# RECORDS SHOWN
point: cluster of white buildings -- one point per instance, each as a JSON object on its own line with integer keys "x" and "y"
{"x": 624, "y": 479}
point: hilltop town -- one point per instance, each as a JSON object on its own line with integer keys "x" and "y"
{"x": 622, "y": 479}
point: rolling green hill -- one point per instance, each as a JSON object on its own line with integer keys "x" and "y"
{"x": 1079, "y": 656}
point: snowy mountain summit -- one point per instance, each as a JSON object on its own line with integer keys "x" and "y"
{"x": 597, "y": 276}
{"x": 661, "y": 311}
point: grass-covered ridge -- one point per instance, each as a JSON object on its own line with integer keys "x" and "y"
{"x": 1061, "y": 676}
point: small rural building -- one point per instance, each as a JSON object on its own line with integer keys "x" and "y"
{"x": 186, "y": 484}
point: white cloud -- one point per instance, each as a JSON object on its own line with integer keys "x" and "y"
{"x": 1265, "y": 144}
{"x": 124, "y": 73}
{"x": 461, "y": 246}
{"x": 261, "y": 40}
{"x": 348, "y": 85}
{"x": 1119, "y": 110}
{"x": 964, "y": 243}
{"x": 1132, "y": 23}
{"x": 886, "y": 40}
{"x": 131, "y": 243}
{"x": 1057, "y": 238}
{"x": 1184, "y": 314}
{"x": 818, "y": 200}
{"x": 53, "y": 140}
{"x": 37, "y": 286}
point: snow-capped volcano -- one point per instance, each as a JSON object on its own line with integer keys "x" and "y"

--

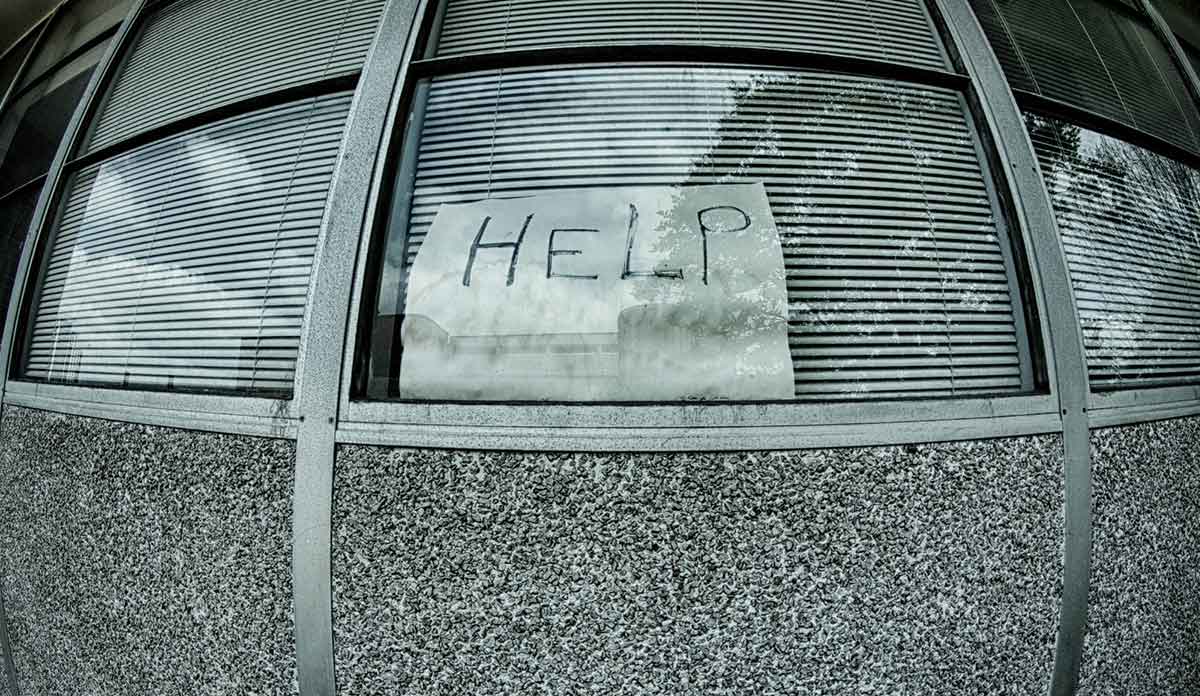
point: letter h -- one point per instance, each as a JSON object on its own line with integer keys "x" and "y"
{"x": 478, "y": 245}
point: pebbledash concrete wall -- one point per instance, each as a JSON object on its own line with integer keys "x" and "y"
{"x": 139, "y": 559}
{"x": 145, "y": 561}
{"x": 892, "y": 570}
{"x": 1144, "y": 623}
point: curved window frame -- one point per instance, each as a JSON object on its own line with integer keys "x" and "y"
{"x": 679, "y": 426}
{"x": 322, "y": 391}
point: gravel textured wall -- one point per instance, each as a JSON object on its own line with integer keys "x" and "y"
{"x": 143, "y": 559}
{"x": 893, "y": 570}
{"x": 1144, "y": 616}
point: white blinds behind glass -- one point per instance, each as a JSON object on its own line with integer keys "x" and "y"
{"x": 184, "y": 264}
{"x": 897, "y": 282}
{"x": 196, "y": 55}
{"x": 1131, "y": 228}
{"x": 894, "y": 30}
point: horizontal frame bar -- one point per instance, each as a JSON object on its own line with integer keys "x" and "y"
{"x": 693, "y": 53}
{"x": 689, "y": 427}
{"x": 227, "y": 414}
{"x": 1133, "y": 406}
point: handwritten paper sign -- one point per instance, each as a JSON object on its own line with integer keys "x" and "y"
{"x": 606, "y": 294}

---

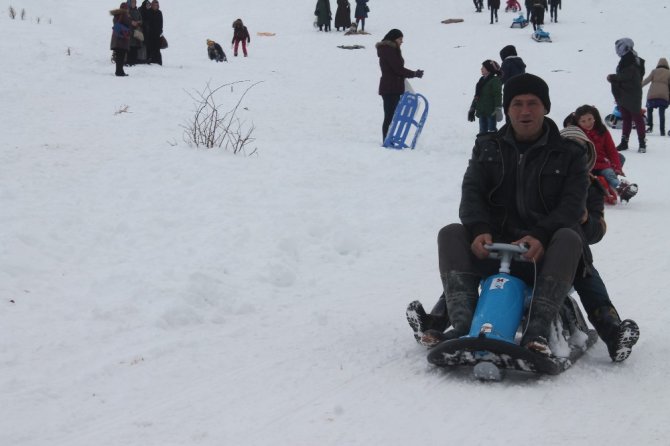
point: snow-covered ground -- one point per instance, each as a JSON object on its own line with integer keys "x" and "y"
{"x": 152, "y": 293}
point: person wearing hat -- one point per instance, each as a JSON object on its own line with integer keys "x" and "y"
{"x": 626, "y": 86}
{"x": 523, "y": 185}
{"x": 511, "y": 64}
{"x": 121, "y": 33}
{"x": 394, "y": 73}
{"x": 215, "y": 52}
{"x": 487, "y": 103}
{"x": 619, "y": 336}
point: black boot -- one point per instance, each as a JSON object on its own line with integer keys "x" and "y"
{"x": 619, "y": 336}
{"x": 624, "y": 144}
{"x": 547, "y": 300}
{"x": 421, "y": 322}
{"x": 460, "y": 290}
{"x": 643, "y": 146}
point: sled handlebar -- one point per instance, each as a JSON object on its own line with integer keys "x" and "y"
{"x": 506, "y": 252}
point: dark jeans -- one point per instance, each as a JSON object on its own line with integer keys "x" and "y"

# EXERCISE BRIEF
Starting at the line above that contains "point: person wearing", repeat each line exactly up to and including the line that contains "point: dark jeans", and stop there.

# ANSWER TO THIS PROBLEM
point: person wearing hat -- one point per instance, each as a JSON object on its own line with integer keys "x" and "y"
{"x": 626, "y": 86}
{"x": 523, "y": 185}
{"x": 511, "y": 64}
{"x": 121, "y": 33}
{"x": 394, "y": 73}
{"x": 215, "y": 52}
{"x": 487, "y": 103}
{"x": 619, "y": 336}
point: black boot -- one point per instance, each as a JSON object on its own line with integer keys "x" and "y"
{"x": 619, "y": 336}
{"x": 624, "y": 144}
{"x": 547, "y": 300}
{"x": 421, "y": 322}
{"x": 460, "y": 290}
{"x": 643, "y": 146}
point: sled handlebar -- one point per instance, each as a JSON object on its own line with integer keys "x" and "y"
{"x": 506, "y": 252}
point: dark jeans -- one point per instance, each as a JSON object on its own line with integer keys "x" and "y"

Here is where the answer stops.